→ **Exercise**: Edit the data below by replacing each occurrence of "orca" with "killer whale", and leave everything else unchanged.

* Begin Task material *

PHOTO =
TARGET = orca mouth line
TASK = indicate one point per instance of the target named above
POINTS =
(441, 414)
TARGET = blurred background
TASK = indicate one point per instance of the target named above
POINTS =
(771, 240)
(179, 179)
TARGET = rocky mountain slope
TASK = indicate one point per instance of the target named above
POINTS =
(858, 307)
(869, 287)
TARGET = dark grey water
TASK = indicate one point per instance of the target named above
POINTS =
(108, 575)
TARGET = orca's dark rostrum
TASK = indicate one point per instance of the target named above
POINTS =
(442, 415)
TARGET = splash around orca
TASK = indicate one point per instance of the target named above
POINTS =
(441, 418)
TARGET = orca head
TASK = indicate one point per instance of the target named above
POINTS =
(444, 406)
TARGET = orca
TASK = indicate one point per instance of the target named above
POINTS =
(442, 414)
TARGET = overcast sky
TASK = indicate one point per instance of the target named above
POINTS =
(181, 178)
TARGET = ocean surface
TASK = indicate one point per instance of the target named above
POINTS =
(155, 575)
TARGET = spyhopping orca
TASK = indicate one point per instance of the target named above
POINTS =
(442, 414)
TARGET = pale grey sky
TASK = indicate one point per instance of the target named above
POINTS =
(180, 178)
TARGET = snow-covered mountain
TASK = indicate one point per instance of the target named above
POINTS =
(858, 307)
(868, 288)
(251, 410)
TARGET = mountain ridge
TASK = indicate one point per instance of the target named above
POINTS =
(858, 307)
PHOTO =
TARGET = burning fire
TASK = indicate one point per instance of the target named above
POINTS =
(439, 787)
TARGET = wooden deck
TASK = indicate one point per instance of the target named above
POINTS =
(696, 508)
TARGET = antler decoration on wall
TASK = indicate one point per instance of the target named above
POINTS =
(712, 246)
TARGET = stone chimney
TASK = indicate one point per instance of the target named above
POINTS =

* End Task material *

→ **Result of this task**:
PHOTO =
TARGET = killer whale mouth line
TASK = indicate one point per instance of the target named above
POINTS =
(441, 414)
TARGET = blurred background
TASK = indicate one point per instance of the target named above
POINTS =
(771, 240)
(179, 179)
TARGET = rocky mountain slope
TASK = indicate one point per instance of the target named above
POINTS =
(858, 307)
(869, 287)
TARGET = dark grey water
TASK = indicate one point per instance of the target named above
POINTS =
(108, 575)
TARGET = killer whale's dark rostrum
TASK = indicate one point per instance of the target named above
POINTS =
(442, 415)
TARGET = splash around killer whale
TASK = indicate one point per instance of the target named above
POINTS =
(441, 418)
TARGET = killer whale head
TASK = indicate one point per instance of the target named above
POINTS =
(444, 406)
TARGET = killer whale
TASK = indicate one point per instance of the target named above
POINTS =
(442, 414)
TARGET = overcast sky
TASK = indicate one point per instance of the target named above
POINTS =
(181, 178)
TARGET = ocean surface
TASK = indicate one point per instance of the target named above
POINTS =
(155, 575)
TARGET = spyhopping killer whale
TASK = indicate one point per instance of the target named above
POINTS =
(442, 414)
TARGET = pale grey sky
TASK = indicate one point per instance of the target named above
POINTS =
(180, 178)
TARGET = snow-covered mountain
TASK = indicate one point per instance of the target named above
POINTS =
(858, 307)
(868, 288)
(251, 410)
TARGET = mountain ridge
TASK = indicate one point per instance of the target named above
POINTS =
(858, 307)
PHOTO =
TARGET = burning fire
TASK = indicate one point per instance of the target named above
POINTS =
(439, 787)
TARGET = wooden deck
TASK = indicate one point per instance of the target named above
POINTS =
(696, 508)
TARGET = antler decoration on wall
TASK = indicate one point per instance of the target named above
POINTS =
(712, 246)
TARGET = stone chimney
TASK = indicate one point per instance of the target named above
POINTS =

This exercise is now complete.